**WORK ITEM:** Where a line holds the word "player", copy that line from the data below.

**DATA RECORDS:**
------------------------------------

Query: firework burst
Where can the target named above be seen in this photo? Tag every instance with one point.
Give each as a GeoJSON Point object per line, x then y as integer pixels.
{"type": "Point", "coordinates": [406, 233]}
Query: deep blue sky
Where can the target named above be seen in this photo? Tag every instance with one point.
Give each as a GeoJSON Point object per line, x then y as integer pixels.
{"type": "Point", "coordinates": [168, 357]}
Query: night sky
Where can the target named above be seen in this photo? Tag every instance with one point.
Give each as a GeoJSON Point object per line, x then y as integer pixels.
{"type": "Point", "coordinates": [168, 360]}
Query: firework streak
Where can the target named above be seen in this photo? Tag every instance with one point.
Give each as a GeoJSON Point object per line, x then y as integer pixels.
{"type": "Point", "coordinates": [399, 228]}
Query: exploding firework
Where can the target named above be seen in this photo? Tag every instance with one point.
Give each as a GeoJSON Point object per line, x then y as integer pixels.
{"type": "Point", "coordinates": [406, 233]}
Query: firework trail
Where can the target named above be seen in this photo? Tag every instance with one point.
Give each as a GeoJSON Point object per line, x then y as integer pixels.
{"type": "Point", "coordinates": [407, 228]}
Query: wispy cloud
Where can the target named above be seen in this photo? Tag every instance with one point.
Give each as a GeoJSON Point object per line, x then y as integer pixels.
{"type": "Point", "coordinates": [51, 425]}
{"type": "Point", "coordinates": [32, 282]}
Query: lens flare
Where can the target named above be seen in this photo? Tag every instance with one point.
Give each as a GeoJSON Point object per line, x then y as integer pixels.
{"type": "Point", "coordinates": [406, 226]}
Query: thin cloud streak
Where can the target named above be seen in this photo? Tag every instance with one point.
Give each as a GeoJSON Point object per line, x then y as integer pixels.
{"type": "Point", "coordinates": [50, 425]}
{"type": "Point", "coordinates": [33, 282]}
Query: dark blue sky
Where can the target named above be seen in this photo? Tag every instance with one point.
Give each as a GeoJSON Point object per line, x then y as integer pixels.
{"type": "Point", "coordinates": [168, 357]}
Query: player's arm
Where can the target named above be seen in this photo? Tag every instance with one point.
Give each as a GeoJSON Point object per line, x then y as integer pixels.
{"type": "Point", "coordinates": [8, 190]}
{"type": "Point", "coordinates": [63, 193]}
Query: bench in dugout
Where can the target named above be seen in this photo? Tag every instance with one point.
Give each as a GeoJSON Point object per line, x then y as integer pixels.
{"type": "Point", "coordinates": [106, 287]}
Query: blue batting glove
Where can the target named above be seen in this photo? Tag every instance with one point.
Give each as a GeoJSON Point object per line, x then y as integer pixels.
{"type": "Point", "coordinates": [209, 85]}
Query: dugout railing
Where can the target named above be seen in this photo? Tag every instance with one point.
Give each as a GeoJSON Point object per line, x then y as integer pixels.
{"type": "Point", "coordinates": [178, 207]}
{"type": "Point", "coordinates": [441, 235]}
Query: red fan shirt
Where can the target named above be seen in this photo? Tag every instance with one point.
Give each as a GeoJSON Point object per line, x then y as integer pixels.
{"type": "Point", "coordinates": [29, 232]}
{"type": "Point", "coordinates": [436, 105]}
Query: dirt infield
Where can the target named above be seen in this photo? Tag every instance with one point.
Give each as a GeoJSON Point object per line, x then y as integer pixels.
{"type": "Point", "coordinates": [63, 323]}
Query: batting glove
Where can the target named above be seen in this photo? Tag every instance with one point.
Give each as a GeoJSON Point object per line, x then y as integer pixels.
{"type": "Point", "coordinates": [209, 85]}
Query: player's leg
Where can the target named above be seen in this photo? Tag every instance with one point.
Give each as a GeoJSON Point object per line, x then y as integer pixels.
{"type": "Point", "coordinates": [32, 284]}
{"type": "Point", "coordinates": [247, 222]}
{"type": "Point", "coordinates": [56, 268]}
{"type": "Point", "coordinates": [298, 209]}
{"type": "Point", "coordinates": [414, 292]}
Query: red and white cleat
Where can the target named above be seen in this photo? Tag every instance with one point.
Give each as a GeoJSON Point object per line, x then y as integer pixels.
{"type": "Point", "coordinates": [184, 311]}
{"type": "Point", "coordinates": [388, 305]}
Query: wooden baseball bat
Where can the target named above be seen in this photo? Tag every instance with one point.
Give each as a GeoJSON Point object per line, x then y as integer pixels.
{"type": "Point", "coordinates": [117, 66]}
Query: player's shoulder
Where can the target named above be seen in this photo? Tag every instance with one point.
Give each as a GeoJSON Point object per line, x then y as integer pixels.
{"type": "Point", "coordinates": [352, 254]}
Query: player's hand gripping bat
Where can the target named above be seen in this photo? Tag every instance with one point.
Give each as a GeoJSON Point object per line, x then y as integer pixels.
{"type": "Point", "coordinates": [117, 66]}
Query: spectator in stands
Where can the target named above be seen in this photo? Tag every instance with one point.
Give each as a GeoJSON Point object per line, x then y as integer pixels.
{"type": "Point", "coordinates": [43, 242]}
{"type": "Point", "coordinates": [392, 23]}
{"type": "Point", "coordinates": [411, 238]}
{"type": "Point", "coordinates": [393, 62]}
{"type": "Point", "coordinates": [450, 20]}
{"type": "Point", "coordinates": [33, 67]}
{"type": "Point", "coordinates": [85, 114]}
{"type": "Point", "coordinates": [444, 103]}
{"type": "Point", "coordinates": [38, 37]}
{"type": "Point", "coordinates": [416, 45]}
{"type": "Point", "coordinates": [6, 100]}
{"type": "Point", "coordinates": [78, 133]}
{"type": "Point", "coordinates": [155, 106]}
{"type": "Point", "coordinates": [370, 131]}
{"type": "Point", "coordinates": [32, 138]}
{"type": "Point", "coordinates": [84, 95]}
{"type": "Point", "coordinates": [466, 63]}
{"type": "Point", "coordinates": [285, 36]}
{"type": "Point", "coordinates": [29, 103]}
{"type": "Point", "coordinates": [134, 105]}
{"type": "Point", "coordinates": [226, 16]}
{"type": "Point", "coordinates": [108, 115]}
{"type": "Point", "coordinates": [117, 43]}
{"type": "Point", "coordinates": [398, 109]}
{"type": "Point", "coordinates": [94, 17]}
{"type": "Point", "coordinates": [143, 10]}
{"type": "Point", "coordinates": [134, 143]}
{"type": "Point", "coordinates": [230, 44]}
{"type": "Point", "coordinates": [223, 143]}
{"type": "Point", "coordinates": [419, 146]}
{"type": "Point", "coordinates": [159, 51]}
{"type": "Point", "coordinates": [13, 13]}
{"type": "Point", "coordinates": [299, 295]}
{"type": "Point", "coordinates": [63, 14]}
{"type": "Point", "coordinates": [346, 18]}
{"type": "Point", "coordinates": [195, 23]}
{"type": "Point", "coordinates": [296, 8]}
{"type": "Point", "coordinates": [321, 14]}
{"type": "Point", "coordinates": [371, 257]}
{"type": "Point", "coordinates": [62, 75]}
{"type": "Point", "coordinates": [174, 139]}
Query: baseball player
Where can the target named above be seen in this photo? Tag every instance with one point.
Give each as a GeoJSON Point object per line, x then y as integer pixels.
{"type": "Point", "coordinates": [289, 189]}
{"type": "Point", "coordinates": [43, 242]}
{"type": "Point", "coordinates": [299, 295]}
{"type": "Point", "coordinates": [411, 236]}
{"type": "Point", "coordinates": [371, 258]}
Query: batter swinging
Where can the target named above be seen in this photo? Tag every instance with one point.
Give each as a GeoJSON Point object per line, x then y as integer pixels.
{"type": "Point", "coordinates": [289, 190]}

------------------------------------

**ANSWER BOX:**
Query: player's arm
Query: player's leg
Query: player's shoulder
Query: player's hand gripping bat
Query: baseball player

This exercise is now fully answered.